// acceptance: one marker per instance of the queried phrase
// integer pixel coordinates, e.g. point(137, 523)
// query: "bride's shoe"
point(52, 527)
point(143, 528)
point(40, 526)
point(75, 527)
-=-=-
> Aim of the exercise: Every entry above must be reproduced word for word.

> Completed task:
// acceptance: one marker per instance of the queried phrase
// integer pixel coordinates, e.g. point(137, 523)
// query: "bride's shoe"
point(52, 527)
point(143, 528)
point(40, 526)
point(75, 527)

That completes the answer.